■ EXERCISE AIM
Print out the entries below with no edits.

■ INPUT RECORDS
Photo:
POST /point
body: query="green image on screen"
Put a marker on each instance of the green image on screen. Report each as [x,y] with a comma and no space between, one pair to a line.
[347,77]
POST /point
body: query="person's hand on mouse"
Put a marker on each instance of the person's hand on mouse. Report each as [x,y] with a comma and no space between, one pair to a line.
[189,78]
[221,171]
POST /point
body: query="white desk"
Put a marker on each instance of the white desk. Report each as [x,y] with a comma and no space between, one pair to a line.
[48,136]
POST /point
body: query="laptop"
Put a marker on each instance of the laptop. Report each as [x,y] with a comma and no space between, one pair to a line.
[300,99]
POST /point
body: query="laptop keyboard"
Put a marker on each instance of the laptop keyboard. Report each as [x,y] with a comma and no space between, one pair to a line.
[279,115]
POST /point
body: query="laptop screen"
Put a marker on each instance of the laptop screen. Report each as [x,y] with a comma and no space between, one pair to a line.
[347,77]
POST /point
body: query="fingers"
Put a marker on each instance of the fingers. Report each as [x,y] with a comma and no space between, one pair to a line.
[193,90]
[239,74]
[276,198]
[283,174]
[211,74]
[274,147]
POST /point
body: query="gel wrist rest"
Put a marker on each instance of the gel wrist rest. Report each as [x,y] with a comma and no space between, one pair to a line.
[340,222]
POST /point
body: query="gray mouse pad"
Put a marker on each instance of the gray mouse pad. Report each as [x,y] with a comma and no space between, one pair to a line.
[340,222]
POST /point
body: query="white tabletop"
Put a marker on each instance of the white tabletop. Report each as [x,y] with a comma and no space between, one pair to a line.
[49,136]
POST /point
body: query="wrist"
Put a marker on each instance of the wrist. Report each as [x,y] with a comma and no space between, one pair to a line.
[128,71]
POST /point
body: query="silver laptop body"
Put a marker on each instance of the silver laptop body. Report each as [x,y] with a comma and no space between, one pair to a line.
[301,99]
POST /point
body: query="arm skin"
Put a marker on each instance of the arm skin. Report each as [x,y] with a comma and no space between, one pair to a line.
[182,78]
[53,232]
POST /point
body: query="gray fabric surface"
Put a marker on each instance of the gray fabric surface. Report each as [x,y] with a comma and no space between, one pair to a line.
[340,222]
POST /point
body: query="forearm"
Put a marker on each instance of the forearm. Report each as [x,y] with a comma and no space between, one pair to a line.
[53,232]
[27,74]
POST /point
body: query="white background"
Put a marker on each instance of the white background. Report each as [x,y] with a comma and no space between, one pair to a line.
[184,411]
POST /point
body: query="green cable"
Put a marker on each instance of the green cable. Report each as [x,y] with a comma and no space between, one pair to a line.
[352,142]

■ WRITTEN RESPONSE
Photo:
POST /point
body: query="green image on screen"
Put a marker on each instance of the green image on screen. Report each as [x,y] with a comma and no space between, one pair to a line.
[347,77]
POST /point
body: query="person's hand on mouse"
Put a marker on each instance of the person's hand on mouse. Report each as [x,y] with a comma and no space between, one pair to a line.
[189,78]
[221,171]
POST /point
body: query="white desk"
Put a marker on each instance of the white desk. Report each as [x,y] with a comma and no space between, one pair to a line.
[48,136]
POST /point
body: query="laptop"
Put a marker on each instance of the laptop. Report each as [x,y] with a comma and no space between, one pair to a line.
[300,99]
POST /point
body: query="laptop keyboard"
Put a marker on each instance of the laptop keyboard. Report each as [x,y] with a comma and no space between, one pair to a line.
[279,115]
POST /point
body: query="laptop screen"
Put a marker on each instance of the laptop screen. Report each as [x,y] with a comma and no space between, one pair to a line.
[347,77]
POST /point
body: query="fingers"
Put a marker on each instance of the fingers. Report each as [x,y] with a comma and no space between, one pair to a line.
[193,90]
[239,74]
[276,198]
[283,174]
[211,74]
[274,147]
POST /point
body: query="gel wrist rest"
Put a marker on each instance of the gel wrist rest. Report each as [x,y] with a comma and no space between, one pair to a line.
[340,222]
POST /point
body: query="gray mouse pad"
Put a marker on each instance of the gray mouse pad. Report each as [x,y] with a comma and no space between, one pair to a line.
[340,222]
POST /point
body: query="white tabletop"
Put a marker on each instance of the white tabletop. Report each as [x,y] with a comma and no space between, one pair to a line.
[49,136]
POST /point
body: query="wrist"
Put a marker on each instance of the wrist. Report each as [x,y] with a comma and no space between, one pair to a line.
[128,71]
POST /point
body: query="silver laptop body"
Put a marker on each instance of the silver laptop body. Report each as [x,y] with a comma and no space between, one pair to a line.
[301,99]
POST /point
body: query="arm skin"
Put a marker on each instance of the arm skin. Report each as [x,y] with a comma and no space between, one pair to a line.
[182,78]
[53,232]
POST /point
body: query="gray fabric surface"
Put a marker on each instance of the gray fabric surface. Report each as [x,y] with a comma and no space between, one pair to a line.
[340,222]
POST /point
body: query="forearm"
Put a marker on each instance of the forearm. Report each as [x,y] with a comma and no space between, one pair to a line.
[53,232]
[27,74]
POST /point
body: query="white background"
Put a marker on each instance of the white background. Report each as [x,y] with a comma and no space between, one pair to a line.
[184,411]
POST /point
body: query="green cable"
Put a marker on each instance of the green cable. Report each as [x,y] with a comma and no space between, one pair to a line.
[352,142]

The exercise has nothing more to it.